PROVIDED TEXT:

Macrovipera, known as the large Palearctic vipers, is a genus of vipers that inhabit the semideserts and steppes of North Africa, the Near and Middle East, and the Milos Archipelago in the Aegean Sea. Like all other vipers, they are venomous. These snakes are responsible for a number of bites in Africa and Western Asia every year. They have a reputation for being ill-tempered and can inject a lot of venom, which is why they should be considered as very dangerous. Two species are currently recognized.

==Description==
These snakes are all capable of exceeding 1.5 m in total length (body + tail).

The head is broad, flat, and distinct from the neck. Dorsally, it is covered with small, irregular keeled scales. The supraoculars are also fragmented or partially divided. There seems to be a lot of variation in the different scale characteristics.

==Geographic range==
Species of this genus are found in Morocco, Algeria and Tunis in North Africa, east to Pakistan, Kashmir and India, north to the Milos Archipelago in the Aegean Sea (Greece), Azerbaijan, Armenia and Dagestan (Russia). To the south, there is only one old record from Yemen.

==Habitat==
Members of this genus are adapted to arid and dry habitats.

==Reproduction==
All of these species lay eggs (oviparous).

INSTRUCTIONS:
(a) List every section heading in the Macrovipera text.
(b) According to the Macrovipera text, how many species of the genus are currently recognized?
(c) Carry on writing the Macrovipera text, picking up after its last sentence.

DATA PROVIDED:
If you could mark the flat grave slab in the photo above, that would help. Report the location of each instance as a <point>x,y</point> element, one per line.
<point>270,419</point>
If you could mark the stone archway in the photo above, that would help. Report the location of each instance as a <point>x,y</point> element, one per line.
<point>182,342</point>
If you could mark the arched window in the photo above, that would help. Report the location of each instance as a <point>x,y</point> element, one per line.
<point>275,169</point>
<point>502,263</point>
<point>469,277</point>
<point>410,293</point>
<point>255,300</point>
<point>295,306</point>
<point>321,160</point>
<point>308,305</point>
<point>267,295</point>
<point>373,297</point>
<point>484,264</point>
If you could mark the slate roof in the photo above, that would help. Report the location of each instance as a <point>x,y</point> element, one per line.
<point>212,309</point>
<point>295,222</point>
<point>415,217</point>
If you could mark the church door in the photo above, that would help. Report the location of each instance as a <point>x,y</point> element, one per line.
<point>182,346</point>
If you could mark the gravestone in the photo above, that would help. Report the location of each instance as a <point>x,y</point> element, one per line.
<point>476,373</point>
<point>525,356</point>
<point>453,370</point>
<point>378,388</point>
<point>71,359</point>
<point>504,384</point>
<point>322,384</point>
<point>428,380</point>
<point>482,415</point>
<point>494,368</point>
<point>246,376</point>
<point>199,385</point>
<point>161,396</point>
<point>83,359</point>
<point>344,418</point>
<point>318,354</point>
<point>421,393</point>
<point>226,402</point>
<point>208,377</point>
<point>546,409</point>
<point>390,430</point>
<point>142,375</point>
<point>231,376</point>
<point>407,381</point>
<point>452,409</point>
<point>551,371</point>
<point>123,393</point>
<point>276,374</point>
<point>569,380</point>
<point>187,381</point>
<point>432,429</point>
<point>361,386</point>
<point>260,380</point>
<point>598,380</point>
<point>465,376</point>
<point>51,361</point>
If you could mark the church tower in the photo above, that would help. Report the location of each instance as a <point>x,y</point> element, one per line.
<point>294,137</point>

EXPECTED RESPONSES:
(a) Description, Geographic range, Habitat, Reproduction

(b) Two species.

(c)
==Species==
| Species | Taxon author | Subsp.* | Common name | Geographic range |
| M. lebetinus^{T} | (Linnaeus, 1758) | 5 | Blunt-nosed viper | Dagestan, Algeria, Tunisia, Cyprus, Turkey, Syria, Lebanon, Iraq, Iran, Russian Caucasia, Armenia, Georgia, Azerbaijan, Turkmenistan, Uzbekistan, Kazakhstan, Tadzikhistan, Afghanistan, Pakistan and Kashmir. |
| M. razii | Oraie, Rastegar-Pouyani, Khosrovani, Moradi, Akbari, Sehhatisabet, Shafiei, Stumpel, & Joger, 2018 | 0 | Razi's viper | Iran (Kerman) |
- ) Not including the nominate subspecies.

^{T}) Type species.

==Taxonomy==
The genus Macrovipera was created by Francis Albert Theodor Reuss (1927), specifically to accommodate M. lebetinus (the type species). The three other species currently recognized were, at one point, all regarded as subspecies of M. lebetinus. It is now likely that certain subspecies of M. lebetinus will also be elevated to valid species status in the not too distant future. Regarding the geographic range of M. lebetinus, it is possible that this species is now extinct in Israel.

Various species of this genus (and likewise of Vipera) have been suggested for inclusion in the genus Daboia instead, in particular M. lebetinus (Obst 1983) as well as M. mauritanica and M. deserti (Lenk et al. (2001).